GIVEN REQUEST:
The listing must be reproduced in full, exactly as it stands.

ITEMS:
☆ ☆ ☆ ☆ ☆
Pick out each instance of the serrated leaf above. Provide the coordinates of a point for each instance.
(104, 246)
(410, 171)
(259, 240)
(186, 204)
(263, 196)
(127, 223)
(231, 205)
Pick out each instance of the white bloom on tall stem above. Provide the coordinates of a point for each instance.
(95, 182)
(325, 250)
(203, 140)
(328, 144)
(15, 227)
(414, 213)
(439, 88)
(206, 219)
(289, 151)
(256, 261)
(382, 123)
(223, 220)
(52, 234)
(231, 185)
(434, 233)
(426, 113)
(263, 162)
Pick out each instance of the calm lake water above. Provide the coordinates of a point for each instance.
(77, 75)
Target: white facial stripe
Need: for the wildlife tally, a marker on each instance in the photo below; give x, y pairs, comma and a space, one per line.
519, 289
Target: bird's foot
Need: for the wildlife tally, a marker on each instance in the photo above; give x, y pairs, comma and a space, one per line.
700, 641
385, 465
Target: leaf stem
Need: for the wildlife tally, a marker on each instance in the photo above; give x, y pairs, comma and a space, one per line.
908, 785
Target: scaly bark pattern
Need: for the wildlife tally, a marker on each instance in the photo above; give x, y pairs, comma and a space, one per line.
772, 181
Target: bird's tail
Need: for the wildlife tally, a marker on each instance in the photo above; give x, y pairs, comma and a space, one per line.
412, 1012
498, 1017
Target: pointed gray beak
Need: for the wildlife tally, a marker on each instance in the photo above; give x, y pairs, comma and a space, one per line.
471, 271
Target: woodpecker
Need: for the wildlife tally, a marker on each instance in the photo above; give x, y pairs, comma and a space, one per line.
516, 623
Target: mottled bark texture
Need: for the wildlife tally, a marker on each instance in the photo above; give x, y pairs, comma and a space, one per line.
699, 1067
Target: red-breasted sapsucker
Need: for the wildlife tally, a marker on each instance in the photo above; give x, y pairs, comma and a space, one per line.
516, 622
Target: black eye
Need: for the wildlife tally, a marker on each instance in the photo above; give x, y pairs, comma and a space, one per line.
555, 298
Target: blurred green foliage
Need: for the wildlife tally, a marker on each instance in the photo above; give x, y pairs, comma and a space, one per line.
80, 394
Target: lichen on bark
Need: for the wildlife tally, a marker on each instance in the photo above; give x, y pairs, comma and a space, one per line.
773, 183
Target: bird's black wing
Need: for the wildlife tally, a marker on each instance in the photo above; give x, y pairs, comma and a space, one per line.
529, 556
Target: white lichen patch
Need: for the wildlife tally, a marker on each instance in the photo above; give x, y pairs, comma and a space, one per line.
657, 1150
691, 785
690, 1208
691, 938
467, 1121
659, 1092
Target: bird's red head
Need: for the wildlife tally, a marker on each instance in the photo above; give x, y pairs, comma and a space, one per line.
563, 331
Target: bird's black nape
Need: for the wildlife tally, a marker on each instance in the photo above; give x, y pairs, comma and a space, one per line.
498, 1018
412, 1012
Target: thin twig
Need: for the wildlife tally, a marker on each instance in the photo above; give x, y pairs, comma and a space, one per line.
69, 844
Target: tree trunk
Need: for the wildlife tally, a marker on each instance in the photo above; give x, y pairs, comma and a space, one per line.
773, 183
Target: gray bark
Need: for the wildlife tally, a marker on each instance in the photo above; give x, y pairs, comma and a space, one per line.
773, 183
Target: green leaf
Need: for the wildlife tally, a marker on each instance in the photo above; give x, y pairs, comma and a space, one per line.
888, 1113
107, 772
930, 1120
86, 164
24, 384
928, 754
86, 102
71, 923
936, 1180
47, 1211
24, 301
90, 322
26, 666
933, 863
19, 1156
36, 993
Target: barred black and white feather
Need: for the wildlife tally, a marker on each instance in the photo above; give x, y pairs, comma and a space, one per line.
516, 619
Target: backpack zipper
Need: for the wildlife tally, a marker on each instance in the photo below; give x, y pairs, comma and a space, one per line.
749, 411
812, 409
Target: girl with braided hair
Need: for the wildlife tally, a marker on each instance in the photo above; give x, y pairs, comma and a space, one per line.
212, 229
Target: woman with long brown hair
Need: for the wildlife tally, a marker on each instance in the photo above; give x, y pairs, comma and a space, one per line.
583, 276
☆ ☆ ☆ ☆ ☆
RESPONSE TO THIS EXERCISE:
Pick out each instance of the serrated leaf above. Provide the coordinates of a point for each instance.
(104, 246)
(410, 171)
(259, 240)
(186, 204)
(263, 196)
(127, 223)
(231, 205)
Pick out each instance of the white bloom on tall stem above. Provide the coordinates of a point for each instance.
(95, 182)
(325, 250)
(203, 140)
(328, 144)
(15, 227)
(414, 213)
(439, 88)
(206, 219)
(289, 151)
(256, 261)
(382, 123)
(223, 220)
(52, 234)
(231, 185)
(434, 233)
(426, 113)
(263, 162)
Pick out each instance of the calm lake water above. Provide the coordinates of a point for each instance.
(77, 75)
Target: white facial stripe
Need: for the wildlife tally, a marker on each instance in the photo below; give x, y pairs, comma and a space, one per line.
519, 289
Target: bird's foot
Need: for the wildlife tally, a marker on each instance in the photo above; give x, y pairs, comma and a space, one per line.
700, 641
385, 465
Target: leaf stem
Need: for the wildlife tally, a marker on each instance in the photo above; give x, y pairs, comma and a space, one per line.
908, 785
Target: scaly bark pattern
Need: for the wildlife tally, a marker on each instance in the photo above; give x, y pairs, comma and a space, one per line.
772, 181
Target: bird's tail
Need: for the wildlife tally, a marker on each instance in the photo above; give x, y pairs, comma and a space, one per line.
412, 1012
498, 1017
Target: pointed gray beak
Need: for the wildlife tally, a marker on each instance in the photo above; give x, y pairs, comma and a space, one per line.
471, 271
Target: woodpecker
Need: for the wildlife tally, a marker on each instance in the photo above; give x, y pairs, comma and a space, one per line.
516, 623
Target: mottled bark texture
Need: for the wildlife tally, a marker on each instance in the photo above; give x, y pairs, comma and a space, one per line.
699, 1067
Target: red-breasted sapsucker
Need: for the wildlife tally, a marker on each instance in the photo above; give x, y pairs, comma and a space, one per line.
516, 622
Target: black eye
Need: for the wildlife tally, a marker on each instance in the photo above; give x, y pairs, comma and a space, one per line.
555, 298
Target: blurred green foliage
Need: for the wildlife tally, a marker on each instance in the photo above; give x, y pairs, comma and a space, one per line.
80, 394
Target: lichen on bark
Need: for the wildlife tally, a marker on each instance in the photo above; give x, y pairs, comma and a space, one per line.
773, 183
Target: bird's black wing
Need: for the wildlife tally, a marker on each instance in the photo above; give x, y pairs, comma and a space, one per line.
529, 556
Target: white lichen patch
Need: for the wildlife tally, a marker on each instance in the photo above; give x, y pairs, comma and a space, one per line.
657, 1150
691, 785
690, 1208
691, 938
467, 1121
659, 1092
Target: bird's red head
Need: for the wildlife tally, a marker on each instance in the photo above; give x, y pairs, comma and a space, one per line.
563, 331
Target: bird's black nape
Need: for the wildlife tally, a marker on each instance in the photo above; give x, y pairs, comma and a space, one per line.
498, 1018
412, 1012
Target: thin twig
Need: for the wildlife tally, a marker on each instance in the photo above; give x, y pairs, comma and a space, one per line.
69, 844
Target: tree trunk
Need: for the wildlife tally, a marker on each instance in the photo above; give x, y pairs, comma and a space, one per line.
773, 183
Target: gray bark
Need: for the wildlife tally, a marker on each instance in the photo above; give x, y pairs, comma and a space, one per line.
773, 183
Target: green leaf
Need: for the wildlife tally, a marker on each instance in the photo above; give x, y pairs, comma and a space, one per line.
888, 1113
107, 772
930, 1120
86, 164
24, 384
928, 754
86, 102
71, 923
936, 1180
47, 1211
24, 301
90, 322
26, 666
933, 863
19, 1156
36, 993
Target: barred black and white feather
Need: for the wildlife tally, a marker on each instance in the photo above; give x, y pairs, comma and a space, one per line.
516, 619
Target: backpack zipper
Need: for the wildlife tally, a marker on each instance in the photo below; give x, y pairs, comma and a space, one per line.
749, 411
812, 409
Target: girl with braided hair
Need: for the wildlife tally, a marker on each instance in the photo above; give x, y pairs, comma and a space, one per line.
212, 229
Target: woman with long brown hair
Need: for the wildlife tally, a marker on each instance in the photo above; give x, y pairs, comma and a space, one per line.
583, 276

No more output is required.